---- Document passage

Grind culture itself is a direct result of our cultural fetishization of perfectionism. It’s the reason we brag about how overworked and overscheduled we are and how little sleep we can function on and the reason we roll our eyes with contempt whenever anyone mentions dirty words like “self-compassion” or “rest day.” (For more on this, check out “A Meditation on Not Being a Dick to Yourself.”)
Our envy and glamorization of perfectionism merely indicates how grossly we have misunderstood it. Here’s the truth: Perfectionists are not compulsively overachieving as a liberated expression of discipline and creative drive. Quite the opposite. Perfectionists are achieving as a solution to a self-worth issue. Perfectionism is not a creative act; it’s an expression of deep anxiety and fear of our not-enoughness.
Common symptoms of perfectionism include constant mental rumination, a profound fear of failure, and an obsessive reliance upon lists, rules, and deadlines (to name a few). To the onlooker, these may appear to be adaptive qualities designed to help one achieve, but mental rumination is only useful if we have the ability to turn it off and on at will. The fear of failure is only helpful if we have discernment about when that fear is and is not reasonable. Being meticulous about lists and rules can be a helpful trait — unless we can only be meticulous about lists and rules because there’s no off switch.

--------
---- Provided information

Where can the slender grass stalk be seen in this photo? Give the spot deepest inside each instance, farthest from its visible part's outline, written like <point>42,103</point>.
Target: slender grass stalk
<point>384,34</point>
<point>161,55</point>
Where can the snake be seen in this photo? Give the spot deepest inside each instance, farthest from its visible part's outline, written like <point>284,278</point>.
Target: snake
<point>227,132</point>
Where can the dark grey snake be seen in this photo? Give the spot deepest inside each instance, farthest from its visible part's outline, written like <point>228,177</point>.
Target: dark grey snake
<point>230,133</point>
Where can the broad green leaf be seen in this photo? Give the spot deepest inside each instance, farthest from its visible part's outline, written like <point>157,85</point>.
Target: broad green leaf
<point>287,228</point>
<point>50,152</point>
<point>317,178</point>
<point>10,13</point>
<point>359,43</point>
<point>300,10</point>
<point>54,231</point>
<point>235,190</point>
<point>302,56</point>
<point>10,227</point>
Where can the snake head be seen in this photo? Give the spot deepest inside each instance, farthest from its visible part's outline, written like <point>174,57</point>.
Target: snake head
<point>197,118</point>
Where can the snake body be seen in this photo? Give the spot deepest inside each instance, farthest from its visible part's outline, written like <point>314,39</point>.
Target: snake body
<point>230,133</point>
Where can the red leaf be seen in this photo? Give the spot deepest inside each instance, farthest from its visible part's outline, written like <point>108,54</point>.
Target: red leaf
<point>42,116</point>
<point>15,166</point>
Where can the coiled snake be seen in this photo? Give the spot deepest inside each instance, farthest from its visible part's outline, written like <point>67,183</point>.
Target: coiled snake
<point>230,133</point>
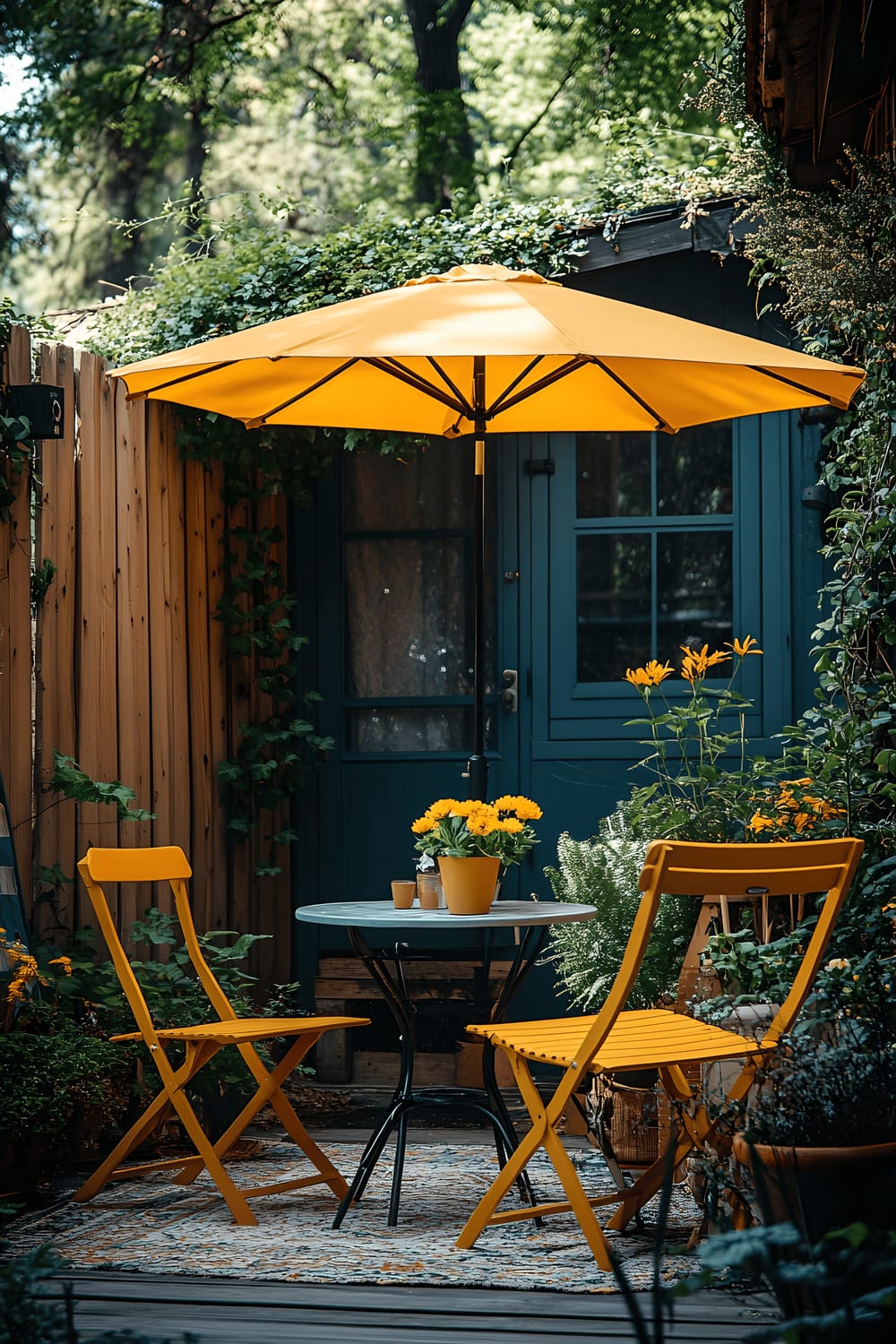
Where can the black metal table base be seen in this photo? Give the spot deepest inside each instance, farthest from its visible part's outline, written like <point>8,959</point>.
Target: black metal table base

--------

Tasks for this exercise:
1 – In the passage on perfectionism, what do perfectionists achieve as a solution to?
2 – Pick up the passage on perfectionism after its final sentence and continue it.

Expected responses:
1 – A self-worth issue.

2 –
The heartbreak of perfectionism is that it’s a mental health issue, and thus, there’s no choice in the matter. These symptoms are in play at all times because our anxiety and profound self-doubt are in play at all times.
So instead of applauding compulsive overachieving when we see it, let’s get more discerning. Let’s pay closer attention to the achiever rather than the achievement. Let’s stop acknowledging folks for their results and be more curious about their process. Rather than approaching our self-doubt and anxiety with aggressive strategies for annihilating them, what would happen if we simply met ourselves with compassionate curiosity?